(EXERCISE TEXT Opens)

"I Hate Heat Stroke" - An infographic by The Preventive Vet

This summer has been a scorcher and it looks like the heat is here to stay for a little bit longer. For humans, if we get too hot we can easily find shade and get ourselves a glass of water. But for our pets, we are responsible for their safety and comfort. Dogs don't sweat like humans do, so when they're hot they tend to pant and release sweat through their paws and nose. When dogs can't cool down quickly enough, over-heating becomes a serious risk. Just to be safe, make sure to know and recognize the symptoms of heat stroke:

  • Excessive panting that can start and stop randomly
  • Excessive drooling or foaming of the mouth
  • Difficulty breathing
  • Signs of distress including (but not limited to) barking and whining

If your believe your pup is experiencing heat stroke and any of the following signs, it is crucial for you to act immediately and take your pup to the vet.

(EXERCISE TEXT Closes)
(AVAILABLE DATA Opens)

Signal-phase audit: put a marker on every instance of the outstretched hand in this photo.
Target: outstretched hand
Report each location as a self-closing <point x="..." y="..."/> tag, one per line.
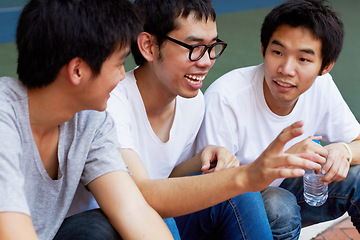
<point x="273" y="163"/>
<point x="214" y="158"/>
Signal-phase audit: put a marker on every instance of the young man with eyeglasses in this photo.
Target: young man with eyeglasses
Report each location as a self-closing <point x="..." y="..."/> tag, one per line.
<point x="158" y="109"/>
<point x="70" y="56"/>
<point x="248" y="107"/>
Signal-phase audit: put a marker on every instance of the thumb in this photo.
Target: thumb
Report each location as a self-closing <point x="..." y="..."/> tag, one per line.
<point x="286" y="135"/>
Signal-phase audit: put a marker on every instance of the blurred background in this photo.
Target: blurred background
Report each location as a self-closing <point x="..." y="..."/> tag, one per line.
<point x="239" y="23"/>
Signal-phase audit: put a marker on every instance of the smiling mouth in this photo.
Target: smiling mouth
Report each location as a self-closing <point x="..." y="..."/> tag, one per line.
<point x="193" y="79"/>
<point x="282" y="84"/>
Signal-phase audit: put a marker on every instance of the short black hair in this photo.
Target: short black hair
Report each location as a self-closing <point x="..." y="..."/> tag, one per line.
<point x="52" y="32"/>
<point x="160" y="18"/>
<point x="315" y="16"/>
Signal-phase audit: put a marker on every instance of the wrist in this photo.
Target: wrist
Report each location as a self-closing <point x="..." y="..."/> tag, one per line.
<point x="349" y="151"/>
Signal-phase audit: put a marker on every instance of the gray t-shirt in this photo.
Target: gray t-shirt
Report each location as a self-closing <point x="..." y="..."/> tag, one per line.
<point x="87" y="149"/>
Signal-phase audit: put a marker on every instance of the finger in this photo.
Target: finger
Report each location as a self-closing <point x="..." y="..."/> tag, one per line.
<point x="319" y="138"/>
<point x="303" y="161"/>
<point x="288" y="173"/>
<point x="233" y="163"/>
<point x="286" y="135"/>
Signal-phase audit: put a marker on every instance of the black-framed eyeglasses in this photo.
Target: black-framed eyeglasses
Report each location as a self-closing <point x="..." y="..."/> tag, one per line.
<point x="197" y="51"/>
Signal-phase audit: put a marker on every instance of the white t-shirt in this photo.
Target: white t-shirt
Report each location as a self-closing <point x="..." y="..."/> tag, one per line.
<point x="238" y="118"/>
<point x="87" y="149"/>
<point x="135" y="132"/>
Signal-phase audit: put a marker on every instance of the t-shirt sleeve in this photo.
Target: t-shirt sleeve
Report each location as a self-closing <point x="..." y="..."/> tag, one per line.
<point x="119" y="109"/>
<point x="339" y="123"/>
<point x="219" y="126"/>
<point x="105" y="153"/>
<point x="12" y="195"/>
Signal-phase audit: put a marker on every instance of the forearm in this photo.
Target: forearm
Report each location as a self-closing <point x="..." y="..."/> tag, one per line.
<point x="179" y="196"/>
<point x="127" y="210"/>
<point x="355" y="150"/>
<point x="188" y="167"/>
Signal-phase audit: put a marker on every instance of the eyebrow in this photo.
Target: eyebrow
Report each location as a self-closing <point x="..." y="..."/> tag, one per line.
<point x="196" y="39"/>
<point x="306" y="50"/>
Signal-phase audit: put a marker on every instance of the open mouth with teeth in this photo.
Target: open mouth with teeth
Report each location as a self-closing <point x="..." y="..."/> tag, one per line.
<point x="282" y="84"/>
<point x="194" y="79"/>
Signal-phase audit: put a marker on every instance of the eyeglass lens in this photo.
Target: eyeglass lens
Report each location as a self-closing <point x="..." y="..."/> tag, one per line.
<point x="199" y="51"/>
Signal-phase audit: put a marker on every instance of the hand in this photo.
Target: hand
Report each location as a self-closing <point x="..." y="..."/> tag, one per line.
<point x="273" y="163"/>
<point x="309" y="146"/>
<point x="337" y="166"/>
<point x="214" y="158"/>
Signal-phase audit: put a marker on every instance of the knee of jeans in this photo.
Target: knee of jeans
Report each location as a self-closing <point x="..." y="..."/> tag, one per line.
<point x="88" y="225"/>
<point x="281" y="206"/>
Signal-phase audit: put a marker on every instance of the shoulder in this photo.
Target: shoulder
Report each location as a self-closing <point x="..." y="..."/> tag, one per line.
<point x="236" y="85"/>
<point x="90" y="122"/>
<point x="323" y="86"/>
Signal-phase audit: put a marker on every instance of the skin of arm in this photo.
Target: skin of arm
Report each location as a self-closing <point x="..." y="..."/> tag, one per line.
<point x="193" y="193"/>
<point x="210" y="159"/>
<point x="11" y="223"/>
<point x="127" y="210"/>
<point x="337" y="166"/>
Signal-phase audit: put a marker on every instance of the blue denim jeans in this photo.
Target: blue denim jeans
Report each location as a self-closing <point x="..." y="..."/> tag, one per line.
<point x="287" y="210"/>
<point x="94" y="225"/>
<point x="242" y="217"/>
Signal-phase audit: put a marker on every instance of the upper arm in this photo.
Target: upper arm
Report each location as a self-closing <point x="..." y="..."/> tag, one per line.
<point x="135" y="165"/>
<point x="16" y="226"/>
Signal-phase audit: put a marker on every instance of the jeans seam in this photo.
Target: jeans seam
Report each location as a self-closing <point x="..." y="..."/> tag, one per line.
<point x="238" y="218"/>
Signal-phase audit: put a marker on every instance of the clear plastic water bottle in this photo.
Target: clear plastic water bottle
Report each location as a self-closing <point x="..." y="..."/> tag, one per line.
<point x="315" y="193"/>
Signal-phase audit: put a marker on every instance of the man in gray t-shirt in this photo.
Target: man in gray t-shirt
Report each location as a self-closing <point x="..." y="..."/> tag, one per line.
<point x="71" y="55"/>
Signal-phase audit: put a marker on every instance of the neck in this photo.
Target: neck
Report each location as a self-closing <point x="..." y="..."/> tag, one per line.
<point x="47" y="110"/>
<point x="155" y="97"/>
<point x="280" y="108"/>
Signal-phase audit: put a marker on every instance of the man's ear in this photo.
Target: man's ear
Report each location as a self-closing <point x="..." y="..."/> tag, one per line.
<point x="147" y="43"/>
<point x="75" y="70"/>
<point x="262" y="51"/>
<point x="327" y="68"/>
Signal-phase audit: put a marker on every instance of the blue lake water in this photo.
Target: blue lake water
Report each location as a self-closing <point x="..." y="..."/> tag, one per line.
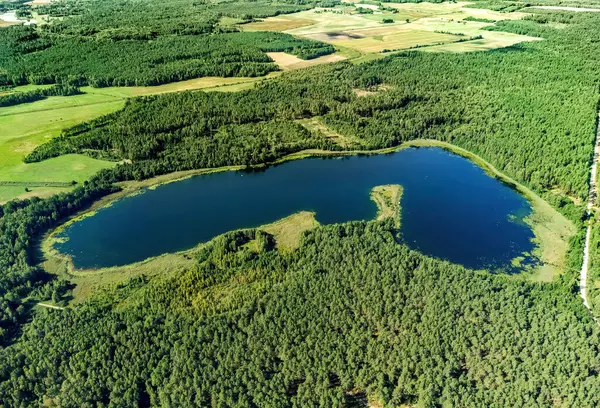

(AVAILABLE DATA Closes)

WORK TO COMPLETE:
(a) According to the heat stroke text, through which parts of the body do dogs release sweat when they are hot?
(b) Reproduce everything in the heat stroke text from "If your believe" down to "to the vet.", swapping "immediately" for "right away".

TASK SOLUTIONS:
(a) Through their paws and nose.

(b)
If your believe your pup is experiencing heat stroke and any of the following signs, it is crucial for you to act right away and take your pup to the vet.